Keep your fears to yourself but share your courage with others.
~Robert Louis Stevenson
I like to think that I’m FEARLESS!
In my mind I leap tall buildings, keep a spotless home and can do dang near anything I set my mind to.
OK, so 1 outta 3 isn’t so bad. 😉
I have “The Mom” persona that leaps into action, into any situation to rescue my cub. The ‘I can do it’ lady that tries hard to set a good strong example for my children.
Then there is “The Real Me”.
Real Me is the biggest wiener EVER!
In spite of my own fear of the dark, we managed to raise kids that don’t mind it at all. Don’t judge, you know you don’t like your limbs to hang off the edge of the bed either. 😉
The older the kids get, the harder it is to contain my funny foibles.
Once upon a time I walked on water, had the answers to everything and my hugs/kisses solved all hurts. Then they grew up and know better… I’m just another fallible human.
As an avid hiker, I’m always harping to ALL about looking out for snakes.
“Don’t go there, Snakes!”
“Don’t lift that… SNAKES!”
“Stick to the path. Snakes!”
“Your going camping? Have fun, be careful it’s a bad snake season.” I’m such a kill joy! 😉
I made a pact with My Handsome Prince that I would take care of all spiders and he deals with ALL snake related issues.
I might need to get that in writing.
Snakes find me. Just like a dog sitting on the feet of the one person in the room that HATES dogs.
I once dated a guy that had lost his snake many months prior to my visit. I was awoken in the night by a strange creepy crawly feeling. His missing snake had joined me in bed!? Curling up to snuggle my heat! After I peeled myself from the ceiling, I ran and never looked back.
There is a snake ban in effect around here. Yet almost all of the kids want one. :/
K brought her friend’s snake over and into my room…
I’m still scarred!
Snakes in any form illicit a primal response from me. My inner 6 year old screams violent bloody murder, limbs are flailing about as if to try to run away on their own and I stammer like Ozzy Osbourne blinded by tears that rapidly overflow on their own.
Being a useless boob around snakes is tough to conceal when they seem to seek me out. Like little pride bashing cold blooded missiles looking to make me seem like a hysterical sobbing princess and ALWAYS when there are witnesses to my spastic crying cootie dance.
Looks like a beautiful inviting lake, right?
Oh my unholy nightmare!
Let’s give a warm welcome to my most irrational fear… Lakes!
Maybe it’s due in part to a little Friday the 13TH. Jason certainly scared me right outta my double scrunch socks in the ’80’s.

--*--

### Requirements
1) Condense the paragraph in the fears post above that begins "I once dated a guy" into two or three sentences that keep its main facts.
2) Answer these from the fears post above:
(a) Who is credited with the quotation at the top?
(b) Under the pact with My Handsome Prince, what does the writer agree to handle?
(c) What is named as the writer's most irrational fear?

--*--

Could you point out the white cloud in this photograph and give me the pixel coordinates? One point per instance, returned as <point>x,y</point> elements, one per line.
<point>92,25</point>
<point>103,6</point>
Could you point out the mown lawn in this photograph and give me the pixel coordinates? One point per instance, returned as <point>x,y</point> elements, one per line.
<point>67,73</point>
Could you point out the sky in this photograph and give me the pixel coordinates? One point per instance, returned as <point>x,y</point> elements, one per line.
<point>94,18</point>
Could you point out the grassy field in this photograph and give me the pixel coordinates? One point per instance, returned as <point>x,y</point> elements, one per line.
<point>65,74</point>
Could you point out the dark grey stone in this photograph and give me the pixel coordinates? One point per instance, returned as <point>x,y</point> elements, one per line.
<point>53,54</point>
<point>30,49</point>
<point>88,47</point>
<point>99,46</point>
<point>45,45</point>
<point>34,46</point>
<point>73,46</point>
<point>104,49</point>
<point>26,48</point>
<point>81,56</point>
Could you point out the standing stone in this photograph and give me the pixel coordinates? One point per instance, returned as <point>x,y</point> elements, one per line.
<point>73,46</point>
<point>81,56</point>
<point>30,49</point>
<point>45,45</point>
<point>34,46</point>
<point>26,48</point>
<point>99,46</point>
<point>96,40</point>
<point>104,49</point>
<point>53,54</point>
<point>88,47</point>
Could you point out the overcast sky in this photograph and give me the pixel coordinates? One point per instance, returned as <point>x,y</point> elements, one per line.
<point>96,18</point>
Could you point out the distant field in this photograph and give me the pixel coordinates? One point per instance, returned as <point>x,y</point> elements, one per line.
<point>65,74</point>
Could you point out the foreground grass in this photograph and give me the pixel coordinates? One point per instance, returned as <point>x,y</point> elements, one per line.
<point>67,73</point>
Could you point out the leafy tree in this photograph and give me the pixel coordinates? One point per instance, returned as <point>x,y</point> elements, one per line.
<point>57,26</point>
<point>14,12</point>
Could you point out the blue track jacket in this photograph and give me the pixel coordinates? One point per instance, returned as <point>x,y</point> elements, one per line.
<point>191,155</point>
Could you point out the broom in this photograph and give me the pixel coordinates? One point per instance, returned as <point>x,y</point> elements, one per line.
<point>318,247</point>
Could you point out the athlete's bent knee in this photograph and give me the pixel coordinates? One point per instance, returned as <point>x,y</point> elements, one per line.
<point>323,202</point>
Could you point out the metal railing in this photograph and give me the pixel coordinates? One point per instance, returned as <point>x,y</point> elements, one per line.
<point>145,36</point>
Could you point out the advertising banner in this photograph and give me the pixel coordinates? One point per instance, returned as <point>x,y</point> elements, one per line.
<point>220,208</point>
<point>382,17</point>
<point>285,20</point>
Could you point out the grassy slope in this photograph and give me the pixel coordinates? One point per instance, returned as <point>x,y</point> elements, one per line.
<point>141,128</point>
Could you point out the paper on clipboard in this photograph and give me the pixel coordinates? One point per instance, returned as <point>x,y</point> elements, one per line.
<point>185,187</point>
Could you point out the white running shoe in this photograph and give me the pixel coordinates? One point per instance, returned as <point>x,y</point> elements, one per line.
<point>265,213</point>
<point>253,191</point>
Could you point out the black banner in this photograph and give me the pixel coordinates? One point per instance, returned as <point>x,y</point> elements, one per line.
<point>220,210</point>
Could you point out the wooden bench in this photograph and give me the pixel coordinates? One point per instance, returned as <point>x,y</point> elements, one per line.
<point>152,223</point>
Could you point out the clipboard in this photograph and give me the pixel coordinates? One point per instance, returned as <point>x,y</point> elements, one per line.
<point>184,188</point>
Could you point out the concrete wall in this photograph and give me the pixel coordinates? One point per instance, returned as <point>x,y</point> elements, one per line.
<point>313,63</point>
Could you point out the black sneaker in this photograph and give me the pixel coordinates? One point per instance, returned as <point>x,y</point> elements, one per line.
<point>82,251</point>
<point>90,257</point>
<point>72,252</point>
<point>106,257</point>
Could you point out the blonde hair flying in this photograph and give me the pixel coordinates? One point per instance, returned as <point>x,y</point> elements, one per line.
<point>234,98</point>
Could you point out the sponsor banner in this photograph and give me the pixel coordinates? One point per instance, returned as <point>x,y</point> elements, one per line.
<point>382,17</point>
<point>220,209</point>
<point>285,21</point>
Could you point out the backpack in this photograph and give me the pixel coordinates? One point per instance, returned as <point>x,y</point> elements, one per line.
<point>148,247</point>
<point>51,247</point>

--*--

### Answers provided
1) I once dated a guy whose snake had gone missing months before I visited him. During the night I woke to a creepy crawly feeling and found the snake curled up in bed with me for warmth. Once I peeled myself off the ceiling, I ran and never looked back.

2)
(a) Robert Louis Stevenson
(b) All spiders
(c) Lakes